Records of labeled points:
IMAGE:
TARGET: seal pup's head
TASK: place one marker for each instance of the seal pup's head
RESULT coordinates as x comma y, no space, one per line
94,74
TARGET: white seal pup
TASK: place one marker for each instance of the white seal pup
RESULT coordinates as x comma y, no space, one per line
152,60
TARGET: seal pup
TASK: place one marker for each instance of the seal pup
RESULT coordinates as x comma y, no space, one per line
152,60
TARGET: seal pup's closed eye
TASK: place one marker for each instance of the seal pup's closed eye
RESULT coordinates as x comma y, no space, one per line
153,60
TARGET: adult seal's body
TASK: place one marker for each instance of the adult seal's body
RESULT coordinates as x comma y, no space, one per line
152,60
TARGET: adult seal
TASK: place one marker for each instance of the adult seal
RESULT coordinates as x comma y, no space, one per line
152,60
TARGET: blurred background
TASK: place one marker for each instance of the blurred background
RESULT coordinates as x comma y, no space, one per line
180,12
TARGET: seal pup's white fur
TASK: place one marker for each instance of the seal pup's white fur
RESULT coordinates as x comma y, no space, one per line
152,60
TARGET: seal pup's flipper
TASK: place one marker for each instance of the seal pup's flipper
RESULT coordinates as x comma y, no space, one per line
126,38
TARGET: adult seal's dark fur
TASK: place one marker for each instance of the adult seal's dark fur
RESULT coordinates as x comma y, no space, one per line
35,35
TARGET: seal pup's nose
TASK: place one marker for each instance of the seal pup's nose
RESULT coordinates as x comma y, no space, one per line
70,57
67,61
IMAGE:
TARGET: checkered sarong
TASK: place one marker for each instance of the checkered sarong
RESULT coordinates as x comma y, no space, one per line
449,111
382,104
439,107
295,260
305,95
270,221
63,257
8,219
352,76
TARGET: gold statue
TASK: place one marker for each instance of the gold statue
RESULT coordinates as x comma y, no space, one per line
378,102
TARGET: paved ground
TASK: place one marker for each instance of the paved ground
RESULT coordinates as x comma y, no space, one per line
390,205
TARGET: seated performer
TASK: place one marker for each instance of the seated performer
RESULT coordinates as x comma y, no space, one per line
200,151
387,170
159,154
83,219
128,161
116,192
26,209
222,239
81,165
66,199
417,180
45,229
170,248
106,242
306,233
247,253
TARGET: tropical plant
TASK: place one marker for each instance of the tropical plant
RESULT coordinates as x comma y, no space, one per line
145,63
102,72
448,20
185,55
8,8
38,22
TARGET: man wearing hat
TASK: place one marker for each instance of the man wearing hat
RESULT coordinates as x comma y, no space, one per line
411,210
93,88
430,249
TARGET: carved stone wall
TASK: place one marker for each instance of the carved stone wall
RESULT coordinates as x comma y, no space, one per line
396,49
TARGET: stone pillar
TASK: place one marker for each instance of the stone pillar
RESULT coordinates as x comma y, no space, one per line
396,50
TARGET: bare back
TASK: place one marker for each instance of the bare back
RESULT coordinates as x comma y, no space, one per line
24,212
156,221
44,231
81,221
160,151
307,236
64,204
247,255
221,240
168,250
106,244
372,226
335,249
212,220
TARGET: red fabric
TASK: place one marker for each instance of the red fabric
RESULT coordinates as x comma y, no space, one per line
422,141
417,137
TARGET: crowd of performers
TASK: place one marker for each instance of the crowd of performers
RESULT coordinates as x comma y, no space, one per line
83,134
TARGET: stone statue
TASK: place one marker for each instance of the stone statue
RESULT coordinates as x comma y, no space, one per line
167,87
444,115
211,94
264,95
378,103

● Requirement
Copy out the rows from the line containing "TARGET: stone pillar" through the end of the records, both included.

● Written solution
TARGET: stone pillar
TASK: place one marker for each instance of the stone pillar
RESULT coordinates as x comma y, no space, one per line
396,50
TARGET: bare back
TASK: place one marker for each instance of the bare back
RESULT coordinates as x comma y, no space, one per line
24,212
156,221
44,231
81,221
160,151
307,236
64,204
247,255
221,240
168,250
106,244
372,226
335,249
212,220
TARGET: red fabric
TASK: place one marker for each instance of the red fabric
RESULT coordinates as x comma y, no space, one per line
422,141
417,137
TARGET: crowd of performers
TASK: place one marker for each instance of the crowd of performers
RESULT coordinates as x comma y, no space, one per line
83,134
TARGET: stone statue
TASK: place one marker for each instance of the stone statue
RESULT coordinates as x comma y, no space, one per line
167,87
444,115
211,94
264,95
378,103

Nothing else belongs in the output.